• **Set exercise 1**
From the passage on why humans see themselves as special, list every state the text says we would likely fall into if the need to differentiate ourselves went unsatisfied.
• **Set exercise 2**
Reproduce the part of the passage on why humans see themselves as special starting with "Most of us believe" and going on through "we generally prefer.".

• **Passage given**
══════════════════════════════

My question is why do we think this way, and why must we believe that all of this is true? Psychologists would say we have a cognitive and motivational need to differentiate ourselves from other species, other cultures, and other people, to consider ourselves special and superior. This differentiation gives us our unique identity. If we did not in some way satisfy this need, we would likely become uneasy, upset, disturbed, anxious, depressed, mad. We could not live comfortably without thinking this way.

Your thoughts on the matter?
 
Most of us believe we humans and our planet are the center of the universe. Our thinking is not so different in this sense from that of the Church in Galileo’s day, which believed the sun revolves around the earth. We may not believe the latter anymore, but we still believe we are morally the center of the universe. After all, how could it be otherwise? G-d Incarnate in the Person of Jesus came to earth, and nowhere else. G-d’s Law was given to Moses on earth, and nowhere else. Our human lives are more important than the lives of all other, non-human animals. Doesn’t the (human) Bible tell us so? Moreover, our own religion is more complete than any other. It alone is the truth, the whole truth, and nothing but the truth. We evaluate other cultures in comparison to our own, which we generally prefer.

══════════════════════════════

• **Stored data**
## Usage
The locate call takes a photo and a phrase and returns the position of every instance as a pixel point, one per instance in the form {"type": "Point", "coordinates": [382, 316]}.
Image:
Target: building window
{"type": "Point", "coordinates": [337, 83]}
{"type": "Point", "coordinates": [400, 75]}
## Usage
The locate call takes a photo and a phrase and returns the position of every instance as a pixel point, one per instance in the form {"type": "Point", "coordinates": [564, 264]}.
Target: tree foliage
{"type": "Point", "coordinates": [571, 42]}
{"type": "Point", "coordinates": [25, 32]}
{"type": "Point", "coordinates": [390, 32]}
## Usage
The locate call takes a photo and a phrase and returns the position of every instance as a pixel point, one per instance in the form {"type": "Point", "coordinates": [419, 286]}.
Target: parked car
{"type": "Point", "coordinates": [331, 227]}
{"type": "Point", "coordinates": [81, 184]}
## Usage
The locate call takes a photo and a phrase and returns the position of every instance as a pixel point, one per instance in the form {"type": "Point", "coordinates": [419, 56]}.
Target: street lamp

══════════════════════════════

• **Correct result 1**
uneasy, upset, disturbed, anxious, depressed, mad

• **Correct result 2**
Most of us believe we humans and our planet are the center of the universe. Our thinking is not so different in this sense from that of the Church in Galileo’s day, which believed the sun revolves around the earth. We may not believe the latter anymore, but we still believe we are morally the center of the universe. After all, how could it be otherwise? G-d Incarnate in the Person of Jesus came to earth, and nowhere else. G-d’s Law was given to Moses on earth, and nowhere else. Our human lives are more important than the lives of all other, non-human animals. Doesn’t the (human) Bible tell us so? Moreover, our own religion is more complete than any other. It alone is the truth, the whole truth, and nothing but the truth. We evaluate other cultures in comparison to our own, which we generally prefer.